Re: [PATCH 10/25] KVM: TDX: Initialize KVM supported capabilities when module setup

From: Xiaoyao Li
Date: Thu Sep 12 2024 - 05:07:56 EST


On 9/12/2024 4:43 PM, Nikolay Borisov wrote:


On 12.09.24 г. 11:37 ч., Xiaoyao Li wrote:
On 9/12/2024 4:04 PM, Nikolay Borisov wrote:


On 5.09.24 г. 16:36 ч., Xiaoyao Li wrote:
On 9/4/2024 7:58 PM, Nikolay Borisov wrote:


On 13.08.24 г. 1:48 ч., Rick Edgecombe wrote:
From: Xiaoyao Li <xiaoyao.li@xxxxxxxxx>

While TDX module reports a set of capabilities/features that it
supports, what KVM currently supports might be a subset of them.
E.g., DEBUG and PERFMON are supported by TDX module but currently not
supported by KVM.

Introduce a new struct kvm_tdx_caps to store KVM's capabilities of TDX.
supported_attrs and suppported_xfam are validated against fixed0/1
values enumerated by TDX module. Configurable CPUID bits derive from TDX
module plus applying KVM's capabilities (KVM_GET_SUPPORTED_CPUID),
i.e., mask off the bits that are configurable in the view of TDX module
but not supported by KVM yet.

KVM_TDX_CPUID_NO_SUBLEAF is the concept from TDX module, switch it to 0
and use KVM_CPUID_FLAG_SIGNIFCANT_INDEX, which are the concept of KVM.

Signed-off-by: Xiaoyao Li <xiaoyao.li@xxxxxxxxx>
Signed-off-by: Rick Edgecombe <rick.p.edgecombe@xxxxxxxxx>
---
uAPI breakout v1:
  - Change setup_kvm_tdx_caps() to use the exported 'struct tdx_sysinfo'
    pointer.

» **THE TASKS**:
(1) How would the sentence "Introduce a new struct kvm_tdx_caps to store KVM's capabilities of TDX." from the KVM TDX patch thread read in Spanish?
(2) Answer these questions about the KVM TDX patch thread:
(a) Which two features does it name as supported by the TDX module but not yet by KVM?
(b) What date and time appear in the header of the reply?
(c) Which function was changed to use the exported 'struct tdx_sysinfo' pointer?
(3) Carry the KVM TDX patch thread on from its last line.

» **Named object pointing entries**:
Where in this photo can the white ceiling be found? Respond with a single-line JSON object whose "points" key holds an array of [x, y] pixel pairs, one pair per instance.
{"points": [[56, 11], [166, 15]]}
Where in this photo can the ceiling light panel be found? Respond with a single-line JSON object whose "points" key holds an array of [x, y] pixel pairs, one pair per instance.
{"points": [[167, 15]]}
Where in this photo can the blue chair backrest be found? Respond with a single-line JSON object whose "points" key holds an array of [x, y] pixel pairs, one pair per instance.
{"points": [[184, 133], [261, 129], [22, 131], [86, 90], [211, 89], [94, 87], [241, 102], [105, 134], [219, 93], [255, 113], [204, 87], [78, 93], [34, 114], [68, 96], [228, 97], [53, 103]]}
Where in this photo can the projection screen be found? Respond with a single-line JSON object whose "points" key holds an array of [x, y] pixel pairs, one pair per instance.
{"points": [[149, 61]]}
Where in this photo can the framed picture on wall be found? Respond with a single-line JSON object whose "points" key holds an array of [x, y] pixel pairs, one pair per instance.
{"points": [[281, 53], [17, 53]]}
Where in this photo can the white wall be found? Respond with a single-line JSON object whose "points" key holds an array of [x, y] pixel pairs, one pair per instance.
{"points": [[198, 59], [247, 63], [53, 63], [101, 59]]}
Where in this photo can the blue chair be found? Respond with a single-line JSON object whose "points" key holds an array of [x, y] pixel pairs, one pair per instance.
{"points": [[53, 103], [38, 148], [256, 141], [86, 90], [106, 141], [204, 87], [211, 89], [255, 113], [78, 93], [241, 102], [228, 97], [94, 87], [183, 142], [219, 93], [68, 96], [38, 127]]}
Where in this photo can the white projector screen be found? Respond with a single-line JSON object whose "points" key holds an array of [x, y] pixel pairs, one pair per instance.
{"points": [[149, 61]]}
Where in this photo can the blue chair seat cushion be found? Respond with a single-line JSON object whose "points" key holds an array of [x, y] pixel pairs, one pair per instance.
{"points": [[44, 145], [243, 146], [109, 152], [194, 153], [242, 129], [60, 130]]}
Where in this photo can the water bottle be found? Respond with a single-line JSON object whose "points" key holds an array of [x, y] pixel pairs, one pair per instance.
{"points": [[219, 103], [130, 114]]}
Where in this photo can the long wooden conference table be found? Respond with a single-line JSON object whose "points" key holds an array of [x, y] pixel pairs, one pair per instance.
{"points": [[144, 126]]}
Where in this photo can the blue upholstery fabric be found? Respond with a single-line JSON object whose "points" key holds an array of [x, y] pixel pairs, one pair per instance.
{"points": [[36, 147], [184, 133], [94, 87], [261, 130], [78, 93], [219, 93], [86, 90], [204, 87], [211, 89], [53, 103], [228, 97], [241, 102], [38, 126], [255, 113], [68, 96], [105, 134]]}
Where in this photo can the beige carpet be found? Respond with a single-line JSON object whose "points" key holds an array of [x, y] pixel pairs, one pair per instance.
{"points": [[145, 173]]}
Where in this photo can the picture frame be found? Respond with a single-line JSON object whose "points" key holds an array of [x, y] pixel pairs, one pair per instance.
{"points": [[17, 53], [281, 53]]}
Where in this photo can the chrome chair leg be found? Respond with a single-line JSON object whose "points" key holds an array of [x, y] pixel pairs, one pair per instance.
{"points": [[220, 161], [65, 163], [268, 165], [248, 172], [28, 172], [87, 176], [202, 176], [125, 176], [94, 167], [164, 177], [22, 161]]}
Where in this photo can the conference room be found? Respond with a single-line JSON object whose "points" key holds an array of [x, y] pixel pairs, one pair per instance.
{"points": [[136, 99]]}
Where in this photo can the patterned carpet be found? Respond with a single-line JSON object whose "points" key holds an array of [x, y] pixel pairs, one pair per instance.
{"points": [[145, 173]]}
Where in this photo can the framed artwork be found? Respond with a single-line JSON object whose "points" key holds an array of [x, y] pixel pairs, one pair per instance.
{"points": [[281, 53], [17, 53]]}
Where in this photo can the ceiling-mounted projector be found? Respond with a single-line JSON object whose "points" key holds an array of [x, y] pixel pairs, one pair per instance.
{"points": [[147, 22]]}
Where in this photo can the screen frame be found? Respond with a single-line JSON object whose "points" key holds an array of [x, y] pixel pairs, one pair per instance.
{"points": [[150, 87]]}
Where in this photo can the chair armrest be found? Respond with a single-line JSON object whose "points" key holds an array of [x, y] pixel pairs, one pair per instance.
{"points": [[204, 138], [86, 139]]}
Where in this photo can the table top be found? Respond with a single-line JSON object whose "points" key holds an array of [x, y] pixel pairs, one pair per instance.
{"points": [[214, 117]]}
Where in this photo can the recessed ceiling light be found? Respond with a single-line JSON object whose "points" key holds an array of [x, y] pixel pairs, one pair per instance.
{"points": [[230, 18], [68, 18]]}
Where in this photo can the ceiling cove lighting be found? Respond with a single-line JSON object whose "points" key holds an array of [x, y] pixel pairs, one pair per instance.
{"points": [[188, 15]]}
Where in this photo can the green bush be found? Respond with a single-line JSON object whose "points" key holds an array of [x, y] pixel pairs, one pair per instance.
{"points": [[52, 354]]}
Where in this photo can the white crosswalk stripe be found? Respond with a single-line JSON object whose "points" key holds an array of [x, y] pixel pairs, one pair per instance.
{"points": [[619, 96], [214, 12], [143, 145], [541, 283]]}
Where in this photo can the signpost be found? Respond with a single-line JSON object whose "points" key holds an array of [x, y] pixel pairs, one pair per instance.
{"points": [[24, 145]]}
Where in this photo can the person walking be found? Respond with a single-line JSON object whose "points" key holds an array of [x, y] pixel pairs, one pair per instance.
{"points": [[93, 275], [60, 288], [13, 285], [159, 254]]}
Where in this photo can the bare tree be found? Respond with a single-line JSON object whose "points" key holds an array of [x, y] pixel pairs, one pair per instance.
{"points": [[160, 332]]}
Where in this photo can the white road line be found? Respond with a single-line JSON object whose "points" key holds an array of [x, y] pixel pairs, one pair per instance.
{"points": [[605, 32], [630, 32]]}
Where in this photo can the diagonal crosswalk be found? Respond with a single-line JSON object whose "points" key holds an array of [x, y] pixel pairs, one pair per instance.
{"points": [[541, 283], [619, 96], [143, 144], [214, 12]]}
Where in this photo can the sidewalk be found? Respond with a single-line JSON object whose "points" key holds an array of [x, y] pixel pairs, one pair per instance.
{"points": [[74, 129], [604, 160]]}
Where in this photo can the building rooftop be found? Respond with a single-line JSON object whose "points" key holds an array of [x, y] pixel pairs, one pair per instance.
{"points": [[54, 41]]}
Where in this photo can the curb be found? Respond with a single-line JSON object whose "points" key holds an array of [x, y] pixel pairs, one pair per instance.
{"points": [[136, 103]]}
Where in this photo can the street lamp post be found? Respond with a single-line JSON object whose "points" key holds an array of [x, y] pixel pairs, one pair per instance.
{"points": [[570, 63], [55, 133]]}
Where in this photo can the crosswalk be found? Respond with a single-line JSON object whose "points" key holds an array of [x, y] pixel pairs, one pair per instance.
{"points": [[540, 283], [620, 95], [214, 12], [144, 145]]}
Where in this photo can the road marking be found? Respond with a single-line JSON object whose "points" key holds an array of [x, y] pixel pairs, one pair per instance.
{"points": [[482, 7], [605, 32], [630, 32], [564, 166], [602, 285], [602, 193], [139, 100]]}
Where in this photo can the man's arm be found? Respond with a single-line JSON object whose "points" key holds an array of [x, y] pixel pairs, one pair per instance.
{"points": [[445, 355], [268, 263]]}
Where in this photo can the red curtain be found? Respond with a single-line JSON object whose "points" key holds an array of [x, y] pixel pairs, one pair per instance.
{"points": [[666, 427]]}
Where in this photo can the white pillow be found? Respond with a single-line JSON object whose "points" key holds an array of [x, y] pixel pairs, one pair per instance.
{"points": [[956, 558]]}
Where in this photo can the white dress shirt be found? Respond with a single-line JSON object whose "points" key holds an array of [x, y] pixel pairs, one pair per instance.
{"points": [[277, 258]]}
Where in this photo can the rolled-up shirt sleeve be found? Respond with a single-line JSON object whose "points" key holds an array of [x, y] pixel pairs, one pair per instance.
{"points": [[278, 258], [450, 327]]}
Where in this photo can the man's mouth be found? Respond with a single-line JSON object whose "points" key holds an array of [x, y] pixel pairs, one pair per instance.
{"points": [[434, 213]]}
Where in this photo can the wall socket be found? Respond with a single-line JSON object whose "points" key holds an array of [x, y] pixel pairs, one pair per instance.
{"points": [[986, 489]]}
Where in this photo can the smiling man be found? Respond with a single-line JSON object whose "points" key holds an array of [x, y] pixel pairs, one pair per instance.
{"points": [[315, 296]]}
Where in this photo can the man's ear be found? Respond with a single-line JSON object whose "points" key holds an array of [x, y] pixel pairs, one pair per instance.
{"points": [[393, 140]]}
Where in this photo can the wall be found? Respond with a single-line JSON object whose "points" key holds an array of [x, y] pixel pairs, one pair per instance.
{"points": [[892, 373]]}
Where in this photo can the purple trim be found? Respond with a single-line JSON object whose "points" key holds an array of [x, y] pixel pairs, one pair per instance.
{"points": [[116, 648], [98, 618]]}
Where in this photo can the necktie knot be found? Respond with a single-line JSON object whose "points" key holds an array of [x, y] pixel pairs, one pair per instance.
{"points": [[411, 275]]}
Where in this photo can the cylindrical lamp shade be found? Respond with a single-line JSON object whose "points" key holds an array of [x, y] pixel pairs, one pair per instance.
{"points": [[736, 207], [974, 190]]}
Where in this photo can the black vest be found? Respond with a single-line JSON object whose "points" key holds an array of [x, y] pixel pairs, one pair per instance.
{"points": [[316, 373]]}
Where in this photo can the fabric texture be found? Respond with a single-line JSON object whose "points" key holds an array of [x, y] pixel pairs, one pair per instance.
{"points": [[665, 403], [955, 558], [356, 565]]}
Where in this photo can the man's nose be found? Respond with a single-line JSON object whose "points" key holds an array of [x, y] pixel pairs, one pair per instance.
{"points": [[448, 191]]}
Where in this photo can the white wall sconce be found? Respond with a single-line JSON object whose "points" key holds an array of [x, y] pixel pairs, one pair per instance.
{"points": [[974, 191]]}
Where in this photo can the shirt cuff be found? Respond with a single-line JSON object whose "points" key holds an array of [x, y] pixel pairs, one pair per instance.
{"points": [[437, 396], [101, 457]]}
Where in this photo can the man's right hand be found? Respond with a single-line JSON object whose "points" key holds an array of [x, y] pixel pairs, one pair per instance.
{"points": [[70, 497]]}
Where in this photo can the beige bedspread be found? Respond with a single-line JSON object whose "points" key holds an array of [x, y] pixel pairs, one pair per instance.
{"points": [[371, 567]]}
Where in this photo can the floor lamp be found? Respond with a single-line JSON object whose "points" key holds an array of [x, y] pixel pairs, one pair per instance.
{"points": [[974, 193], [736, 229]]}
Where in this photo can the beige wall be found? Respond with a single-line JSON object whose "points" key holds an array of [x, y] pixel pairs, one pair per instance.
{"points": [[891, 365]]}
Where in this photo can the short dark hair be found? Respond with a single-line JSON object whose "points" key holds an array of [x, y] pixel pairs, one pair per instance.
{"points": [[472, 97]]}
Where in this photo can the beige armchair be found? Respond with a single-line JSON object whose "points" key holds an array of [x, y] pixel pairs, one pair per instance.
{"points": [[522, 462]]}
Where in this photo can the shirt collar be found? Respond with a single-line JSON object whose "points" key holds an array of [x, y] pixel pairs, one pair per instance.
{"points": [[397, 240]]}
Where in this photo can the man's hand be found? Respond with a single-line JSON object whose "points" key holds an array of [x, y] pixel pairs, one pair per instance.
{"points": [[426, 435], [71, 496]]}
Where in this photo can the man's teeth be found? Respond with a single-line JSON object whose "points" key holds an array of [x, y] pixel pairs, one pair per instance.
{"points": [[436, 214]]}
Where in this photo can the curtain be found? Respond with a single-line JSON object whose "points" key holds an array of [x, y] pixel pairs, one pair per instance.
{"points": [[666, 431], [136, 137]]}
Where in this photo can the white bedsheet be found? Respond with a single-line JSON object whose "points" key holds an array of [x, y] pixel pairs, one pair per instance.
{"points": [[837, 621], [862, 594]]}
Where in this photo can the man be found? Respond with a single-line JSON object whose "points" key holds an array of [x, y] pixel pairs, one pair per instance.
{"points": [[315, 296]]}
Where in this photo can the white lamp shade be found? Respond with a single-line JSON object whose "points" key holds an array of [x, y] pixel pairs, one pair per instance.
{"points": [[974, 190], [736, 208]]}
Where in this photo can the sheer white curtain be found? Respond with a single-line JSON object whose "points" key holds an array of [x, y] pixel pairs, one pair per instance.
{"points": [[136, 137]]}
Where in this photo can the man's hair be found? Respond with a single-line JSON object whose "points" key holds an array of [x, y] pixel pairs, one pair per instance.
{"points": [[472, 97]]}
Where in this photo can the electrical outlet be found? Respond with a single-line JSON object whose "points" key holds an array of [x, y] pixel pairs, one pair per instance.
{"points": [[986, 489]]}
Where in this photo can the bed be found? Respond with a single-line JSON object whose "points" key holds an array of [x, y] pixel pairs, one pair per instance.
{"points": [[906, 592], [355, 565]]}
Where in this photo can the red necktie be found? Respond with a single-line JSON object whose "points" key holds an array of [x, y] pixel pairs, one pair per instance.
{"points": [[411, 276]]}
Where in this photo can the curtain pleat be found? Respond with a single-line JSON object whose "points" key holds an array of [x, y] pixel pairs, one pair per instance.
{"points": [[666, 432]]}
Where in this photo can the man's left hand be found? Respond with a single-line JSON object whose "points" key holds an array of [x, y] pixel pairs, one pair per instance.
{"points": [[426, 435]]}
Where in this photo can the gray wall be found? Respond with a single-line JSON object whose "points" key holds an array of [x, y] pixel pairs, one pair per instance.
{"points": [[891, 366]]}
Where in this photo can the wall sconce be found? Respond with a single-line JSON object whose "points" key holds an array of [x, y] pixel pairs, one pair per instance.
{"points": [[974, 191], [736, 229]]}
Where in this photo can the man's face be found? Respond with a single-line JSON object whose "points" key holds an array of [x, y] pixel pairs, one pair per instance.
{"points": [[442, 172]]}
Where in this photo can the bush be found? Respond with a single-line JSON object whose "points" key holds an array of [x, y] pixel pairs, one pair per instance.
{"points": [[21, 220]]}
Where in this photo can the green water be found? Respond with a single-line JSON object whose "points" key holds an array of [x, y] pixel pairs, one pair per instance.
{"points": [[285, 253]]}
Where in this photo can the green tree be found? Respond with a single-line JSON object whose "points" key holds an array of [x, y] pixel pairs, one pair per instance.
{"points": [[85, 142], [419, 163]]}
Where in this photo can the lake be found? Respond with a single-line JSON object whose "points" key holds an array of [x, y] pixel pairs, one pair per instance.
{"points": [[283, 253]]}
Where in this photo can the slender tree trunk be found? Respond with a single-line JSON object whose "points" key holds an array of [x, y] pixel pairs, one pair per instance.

» **ANSWERS PROVIDED**:
(1) Introducir una nueva struct kvm_tdx_caps para almacenar las capacidades de TDX de KVM.

(2)
(a) DEBUG and PERFMON
(b) Thu Sep 12 2024 - 05:07:56 EST
(c) setup_kvm_tdx_caps()

(3)
  - Change how to copy 'kvm_tdx_cpuid_config' since 'struct tdx_sysinfo'
    doesn't have 'kvm_tdx_cpuid_config'.
  - Updates for uAPI changes
---
  arch/x86/include/uapi/asm/kvm.h |  2 -
  arch/x86/kvm/vmx/tdx.c          | 81 +++++++++++++++++++++++++++++++++
  2 files changed, 81 insertions(+), 2 deletions(-)

diff --git a/arch/x86/include/uapi/asm/kvm.h b/arch/x86/include/uapi/asm/kvm.h
index 47caf508cca7..c9eb2e2f5559 100644
--- a/arch/x86/include/uapi/asm/kvm.h
+++ b/arch/x86/include/uapi/asm/kvm.h
@@ -952,8 +952,6 @@ struct kvm_tdx_cmd {
      __u64 hw_error;
  };
-#define KVM_TDX_CPUID_NO_SUBLEAF    ((__u32)-1)
-
  struct kvm_tdx_cpuid_config {
      __u32 leaf;
      __u32 sub_leaf;
diff --git a/arch/x86/kvm/vmx/tdx.c b/arch/x86/kvm/vmx/tdx.c
index 90b44ebaf864..d89973e554f6 100644
--- a/arch/x86/kvm/vmx/tdx.c
+++ b/arch/x86/kvm/vmx/tdx.c
@@ -31,6 +31,19 @@ static void __used tdx_guest_keyid_free(int keyid)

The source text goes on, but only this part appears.